What you should do >> Convert the lines below into a JSON list of strings, one string per line, leaving out any blank lines.

Available records >>
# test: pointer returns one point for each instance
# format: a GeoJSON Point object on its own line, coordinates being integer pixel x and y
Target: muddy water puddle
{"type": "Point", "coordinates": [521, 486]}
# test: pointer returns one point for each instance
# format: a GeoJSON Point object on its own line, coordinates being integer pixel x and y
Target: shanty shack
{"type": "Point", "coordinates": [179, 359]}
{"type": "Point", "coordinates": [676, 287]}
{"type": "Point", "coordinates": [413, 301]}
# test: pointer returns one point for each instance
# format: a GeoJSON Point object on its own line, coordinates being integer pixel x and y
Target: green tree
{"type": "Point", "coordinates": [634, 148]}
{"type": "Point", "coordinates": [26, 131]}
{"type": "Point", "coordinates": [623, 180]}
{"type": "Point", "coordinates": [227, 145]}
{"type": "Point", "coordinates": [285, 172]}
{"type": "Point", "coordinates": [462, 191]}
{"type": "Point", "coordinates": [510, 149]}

Complete output >>
[
  "# test: pointer returns one point for each instance",
  "# format: a GeoJSON Point object on its own line, coordinates being integer pixel x and y",
  "Target: muddy water puddle",
  "{\"type\": \"Point\", \"coordinates\": [521, 486]}",
  "# test: pointer returns one point for each instance",
  "# format: a GeoJSON Point object on its own line, coordinates being integer pixel x and y",
  "Target: shanty shack",
  "{\"type\": \"Point\", \"coordinates\": [179, 359]}",
  "{\"type\": \"Point\", \"coordinates\": [676, 287]}",
  "{\"type\": \"Point\", \"coordinates\": [413, 301]}",
  "# test: pointer returns one point for each instance",
  "# format: a GeoJSON Point object on its own line, coordinates being integer pixel x and y",
  "Target: green tree",
  "{\"type\": \"Point\", \"coordinates\": [634, 148]}",
  "{\"type\": \"Point\", \"coordinates\": [26, 131]}",
  "{\"type\": \"Point\", \"coordinates\": [623, 180]}",
  "{\"type\": \"Point\", \"coordinates\": [227, 145]}",
  "{\"type\": \"Point\", \"coordinates\": [285, 172]}",
  "{\"type\": \"Point\", \"coordinates\": [462, 191]}",
  "{\"type\": \"Point\", \"coordinates\": [510, 149]}"
]